> STATED TASK
Please lay out the data between the lines holding "I'm told the dirt" and "[0,139,326,244]", inclusive, as a two-column CSV with the headers text and answer. Give one row per line of text, with that text in the first field and its full answer in the second, each field quoted and any line breaks turned into spaces.

> WORKING DATA
________________________
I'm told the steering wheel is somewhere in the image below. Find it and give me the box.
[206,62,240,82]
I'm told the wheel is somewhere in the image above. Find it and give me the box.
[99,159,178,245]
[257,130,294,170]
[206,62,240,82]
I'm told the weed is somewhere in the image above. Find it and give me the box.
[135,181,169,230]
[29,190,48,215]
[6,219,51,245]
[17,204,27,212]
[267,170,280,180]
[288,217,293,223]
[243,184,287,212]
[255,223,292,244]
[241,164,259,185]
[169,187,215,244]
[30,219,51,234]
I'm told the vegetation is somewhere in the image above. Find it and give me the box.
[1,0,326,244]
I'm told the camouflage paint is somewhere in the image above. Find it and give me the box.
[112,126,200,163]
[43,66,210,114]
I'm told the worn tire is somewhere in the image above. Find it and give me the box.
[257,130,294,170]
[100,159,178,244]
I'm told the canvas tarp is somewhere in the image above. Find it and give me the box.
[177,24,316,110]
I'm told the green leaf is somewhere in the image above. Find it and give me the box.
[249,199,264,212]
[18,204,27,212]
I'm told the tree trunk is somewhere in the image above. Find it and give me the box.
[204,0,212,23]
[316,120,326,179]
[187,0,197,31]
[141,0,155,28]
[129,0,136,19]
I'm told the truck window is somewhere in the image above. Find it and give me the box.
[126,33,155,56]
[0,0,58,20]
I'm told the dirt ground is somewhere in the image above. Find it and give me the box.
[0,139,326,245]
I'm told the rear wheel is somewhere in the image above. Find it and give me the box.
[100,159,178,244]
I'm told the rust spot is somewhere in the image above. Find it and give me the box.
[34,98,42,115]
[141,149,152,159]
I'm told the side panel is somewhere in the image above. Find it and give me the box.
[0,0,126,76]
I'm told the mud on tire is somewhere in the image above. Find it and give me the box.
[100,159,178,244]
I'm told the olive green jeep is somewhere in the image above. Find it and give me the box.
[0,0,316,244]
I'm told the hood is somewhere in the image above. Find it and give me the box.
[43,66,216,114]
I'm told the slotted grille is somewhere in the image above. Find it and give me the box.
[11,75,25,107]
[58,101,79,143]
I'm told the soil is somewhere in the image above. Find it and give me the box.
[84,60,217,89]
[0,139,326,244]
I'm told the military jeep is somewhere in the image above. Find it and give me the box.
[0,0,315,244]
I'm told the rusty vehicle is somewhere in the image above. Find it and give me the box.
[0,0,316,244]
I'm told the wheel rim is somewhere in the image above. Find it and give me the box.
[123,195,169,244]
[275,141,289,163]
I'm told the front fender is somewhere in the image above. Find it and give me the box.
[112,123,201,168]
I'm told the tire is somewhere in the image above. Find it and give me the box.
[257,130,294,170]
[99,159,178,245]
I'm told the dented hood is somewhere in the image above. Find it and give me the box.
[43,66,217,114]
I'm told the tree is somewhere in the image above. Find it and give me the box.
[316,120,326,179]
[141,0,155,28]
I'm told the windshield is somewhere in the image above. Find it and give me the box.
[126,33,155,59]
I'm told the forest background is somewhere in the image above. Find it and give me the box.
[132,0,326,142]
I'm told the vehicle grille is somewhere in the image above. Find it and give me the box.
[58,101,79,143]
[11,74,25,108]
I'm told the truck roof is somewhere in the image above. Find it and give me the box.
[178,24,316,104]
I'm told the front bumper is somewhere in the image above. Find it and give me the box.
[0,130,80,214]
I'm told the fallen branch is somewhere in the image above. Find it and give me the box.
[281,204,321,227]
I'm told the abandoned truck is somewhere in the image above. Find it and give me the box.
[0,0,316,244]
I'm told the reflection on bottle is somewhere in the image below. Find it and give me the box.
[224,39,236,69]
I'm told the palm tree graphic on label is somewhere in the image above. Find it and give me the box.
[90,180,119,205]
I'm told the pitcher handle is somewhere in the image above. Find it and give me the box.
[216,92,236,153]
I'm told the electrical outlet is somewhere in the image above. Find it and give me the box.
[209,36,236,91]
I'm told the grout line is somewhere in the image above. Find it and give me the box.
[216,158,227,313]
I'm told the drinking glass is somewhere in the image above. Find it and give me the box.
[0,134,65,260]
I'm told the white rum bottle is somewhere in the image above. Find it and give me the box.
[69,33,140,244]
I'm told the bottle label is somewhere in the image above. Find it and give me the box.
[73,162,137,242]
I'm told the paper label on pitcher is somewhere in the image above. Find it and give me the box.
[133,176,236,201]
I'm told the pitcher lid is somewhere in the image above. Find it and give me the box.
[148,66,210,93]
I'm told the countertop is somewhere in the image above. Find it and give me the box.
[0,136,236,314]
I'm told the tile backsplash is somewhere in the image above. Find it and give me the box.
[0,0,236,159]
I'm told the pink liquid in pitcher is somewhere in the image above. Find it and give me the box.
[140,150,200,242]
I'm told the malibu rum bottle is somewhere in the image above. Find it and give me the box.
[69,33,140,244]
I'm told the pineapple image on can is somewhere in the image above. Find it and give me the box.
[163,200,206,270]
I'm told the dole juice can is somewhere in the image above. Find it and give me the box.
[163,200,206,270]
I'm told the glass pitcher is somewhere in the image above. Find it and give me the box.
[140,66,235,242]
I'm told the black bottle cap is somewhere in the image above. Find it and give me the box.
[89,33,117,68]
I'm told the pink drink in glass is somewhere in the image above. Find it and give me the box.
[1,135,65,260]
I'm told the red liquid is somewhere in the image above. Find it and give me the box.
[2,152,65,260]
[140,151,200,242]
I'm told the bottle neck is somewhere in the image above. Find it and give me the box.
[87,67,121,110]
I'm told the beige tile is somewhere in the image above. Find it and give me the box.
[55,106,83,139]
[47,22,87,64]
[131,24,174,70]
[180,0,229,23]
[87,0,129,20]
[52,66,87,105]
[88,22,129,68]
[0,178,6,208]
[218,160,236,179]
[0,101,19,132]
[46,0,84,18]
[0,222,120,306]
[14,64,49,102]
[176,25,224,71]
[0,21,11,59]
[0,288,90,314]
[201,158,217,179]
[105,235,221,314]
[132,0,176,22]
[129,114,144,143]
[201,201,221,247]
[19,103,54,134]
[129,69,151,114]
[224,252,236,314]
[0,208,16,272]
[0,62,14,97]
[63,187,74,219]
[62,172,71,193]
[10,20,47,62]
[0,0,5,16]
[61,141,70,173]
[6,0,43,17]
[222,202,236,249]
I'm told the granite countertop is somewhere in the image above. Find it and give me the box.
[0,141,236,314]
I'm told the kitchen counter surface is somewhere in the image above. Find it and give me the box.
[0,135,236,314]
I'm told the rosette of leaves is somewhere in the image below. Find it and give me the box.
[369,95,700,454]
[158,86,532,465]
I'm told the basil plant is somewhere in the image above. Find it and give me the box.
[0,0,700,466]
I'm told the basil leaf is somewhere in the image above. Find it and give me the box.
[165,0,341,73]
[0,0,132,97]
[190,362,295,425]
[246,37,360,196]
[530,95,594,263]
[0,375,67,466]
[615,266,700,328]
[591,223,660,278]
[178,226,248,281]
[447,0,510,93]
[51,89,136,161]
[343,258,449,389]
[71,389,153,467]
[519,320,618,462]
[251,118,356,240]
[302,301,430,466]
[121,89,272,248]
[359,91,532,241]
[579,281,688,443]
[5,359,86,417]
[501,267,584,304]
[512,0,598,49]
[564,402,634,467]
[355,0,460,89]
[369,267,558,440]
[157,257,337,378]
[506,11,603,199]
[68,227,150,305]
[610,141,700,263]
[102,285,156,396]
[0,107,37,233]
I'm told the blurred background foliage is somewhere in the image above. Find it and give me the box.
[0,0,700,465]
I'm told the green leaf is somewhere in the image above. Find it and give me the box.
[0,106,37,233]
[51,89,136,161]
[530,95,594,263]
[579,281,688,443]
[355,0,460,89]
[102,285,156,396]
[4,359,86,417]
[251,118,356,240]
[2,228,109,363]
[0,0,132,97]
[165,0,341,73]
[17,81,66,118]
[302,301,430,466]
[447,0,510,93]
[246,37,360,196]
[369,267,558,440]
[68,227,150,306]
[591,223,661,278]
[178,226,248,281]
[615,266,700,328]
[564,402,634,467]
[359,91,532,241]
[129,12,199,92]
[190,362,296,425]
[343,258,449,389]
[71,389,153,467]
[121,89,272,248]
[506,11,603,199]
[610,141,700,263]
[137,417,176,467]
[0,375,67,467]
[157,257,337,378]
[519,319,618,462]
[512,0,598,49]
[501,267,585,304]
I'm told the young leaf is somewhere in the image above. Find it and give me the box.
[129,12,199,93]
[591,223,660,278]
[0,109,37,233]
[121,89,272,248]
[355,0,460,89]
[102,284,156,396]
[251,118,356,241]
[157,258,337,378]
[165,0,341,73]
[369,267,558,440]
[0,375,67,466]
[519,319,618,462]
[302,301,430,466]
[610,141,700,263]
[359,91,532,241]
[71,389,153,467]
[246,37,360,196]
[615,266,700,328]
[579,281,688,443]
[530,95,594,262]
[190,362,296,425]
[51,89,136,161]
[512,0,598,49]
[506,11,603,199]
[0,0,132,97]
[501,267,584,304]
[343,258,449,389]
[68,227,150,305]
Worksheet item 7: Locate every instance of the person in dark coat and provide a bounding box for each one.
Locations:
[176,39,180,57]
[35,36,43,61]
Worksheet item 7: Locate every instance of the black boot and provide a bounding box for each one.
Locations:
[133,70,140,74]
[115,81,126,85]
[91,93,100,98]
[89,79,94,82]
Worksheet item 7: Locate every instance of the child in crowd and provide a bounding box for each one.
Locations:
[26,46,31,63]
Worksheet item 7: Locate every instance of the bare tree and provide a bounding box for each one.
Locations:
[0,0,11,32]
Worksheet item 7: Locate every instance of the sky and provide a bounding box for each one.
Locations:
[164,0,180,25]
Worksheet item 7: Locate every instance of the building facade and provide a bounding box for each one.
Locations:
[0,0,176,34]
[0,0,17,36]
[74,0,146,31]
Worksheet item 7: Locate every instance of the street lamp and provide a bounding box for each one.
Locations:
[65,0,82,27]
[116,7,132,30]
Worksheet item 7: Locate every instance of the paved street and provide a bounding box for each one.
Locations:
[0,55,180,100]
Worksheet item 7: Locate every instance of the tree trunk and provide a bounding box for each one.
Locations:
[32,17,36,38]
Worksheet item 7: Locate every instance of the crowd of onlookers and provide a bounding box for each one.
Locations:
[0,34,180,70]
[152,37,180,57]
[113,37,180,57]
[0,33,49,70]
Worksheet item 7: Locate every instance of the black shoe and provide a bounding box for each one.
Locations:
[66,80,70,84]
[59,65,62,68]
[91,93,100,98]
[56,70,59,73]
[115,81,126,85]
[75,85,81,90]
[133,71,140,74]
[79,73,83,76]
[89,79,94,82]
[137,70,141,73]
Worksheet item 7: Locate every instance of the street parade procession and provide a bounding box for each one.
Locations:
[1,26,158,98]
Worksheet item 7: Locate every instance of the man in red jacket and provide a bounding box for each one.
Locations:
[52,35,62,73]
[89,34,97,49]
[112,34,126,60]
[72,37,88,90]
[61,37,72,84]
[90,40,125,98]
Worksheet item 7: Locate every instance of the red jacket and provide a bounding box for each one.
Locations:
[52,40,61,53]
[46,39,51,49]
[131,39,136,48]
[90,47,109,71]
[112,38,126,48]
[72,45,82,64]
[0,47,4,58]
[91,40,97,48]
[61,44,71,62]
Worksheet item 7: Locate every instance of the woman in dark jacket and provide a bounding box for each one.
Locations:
________________________
> CORRECT OUTPUT
text,answer
"I'm told the dirt ground is somewhere in the image above. Find it and give me the box.","[0,139,326,245]"
"I'm told the rear wheel is somewhere in the image above. Find it and give me the box.","[100,159,178,244]"
"I'm told the rust spot is somewhere in the image above. Find it and give me the box.","[34,98,42,115] [141,149,152,159]"
"I'm told the side panel is somewhere in the image above. Find it and give me the box.","[0,0,126,76]"
"I'm told the mud on tire is somewhere in the image above. Find it and give me the box.","[100,159,178,244]"
"I'm told the olive green jeep is somewhere in the image above. Find it and give me the box.","[0,0,316,244]"
"I'm told the hood is somewhere in the image above. Find it and give me the box.","[43,66,216,114]"
"I'm told the slotted grille is somewhere in the image above. Find it and give me the box.","[11,75,25,107] [58,101,79,143]"
"I'm told the soil is somewhere in the image above. Find it and give me the box.","[84,60,217,89] [0,139,326,244]"